━━━━━ RECORD SET
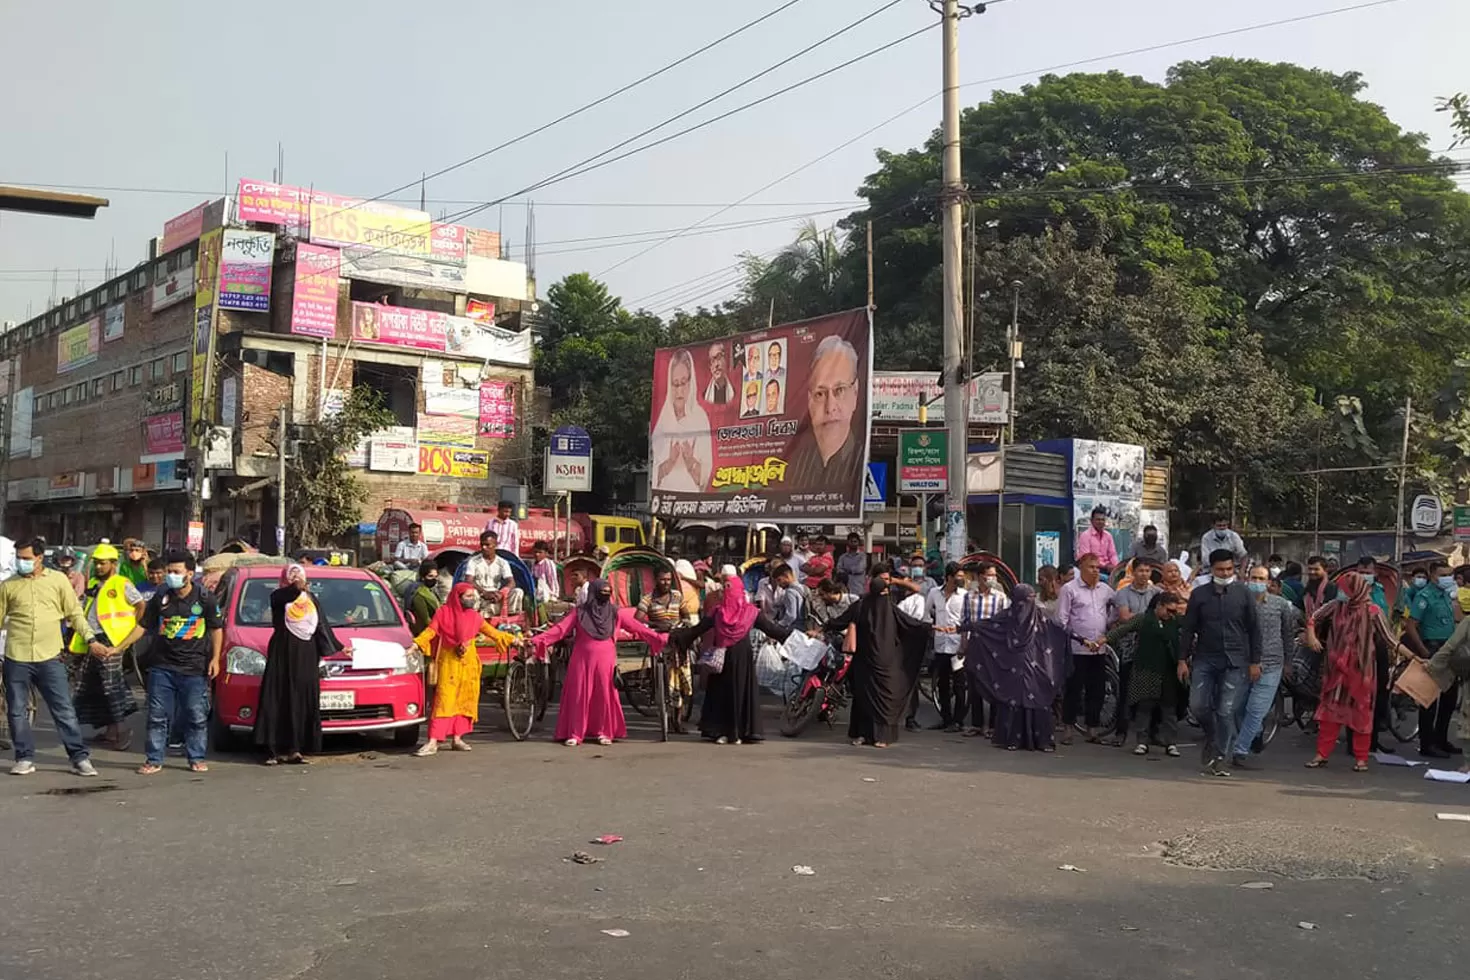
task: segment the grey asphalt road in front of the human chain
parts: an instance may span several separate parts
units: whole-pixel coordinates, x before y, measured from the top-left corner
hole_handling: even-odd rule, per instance
[[[1470,824],[1435,814],[1470,814],[1470,786],[1307,771],[1297,733],[1233,780],[1188,751],[839,736],[490,732],[431,760],[338,742],[310,767],[148,779],[98,754],[81,780],[43,735],[43,771],[0,780],[0,977],[1464,973]],[[607,833],[625,840],[589,843]]]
━━━━━━━━━━
▶ _ACTIVITY_:
Please reproduce, word for word, every line from the first line of the records above through the line containing "units: whole-pixel coordinates, x", and leave out the pictures.

▶ _ANSWER BOX_:
task: segment the grey asphalt road in front of the human chain
parts: an instance may span several separate parts
units: whole-pixel coordinates, x before y, measured from the top-left corner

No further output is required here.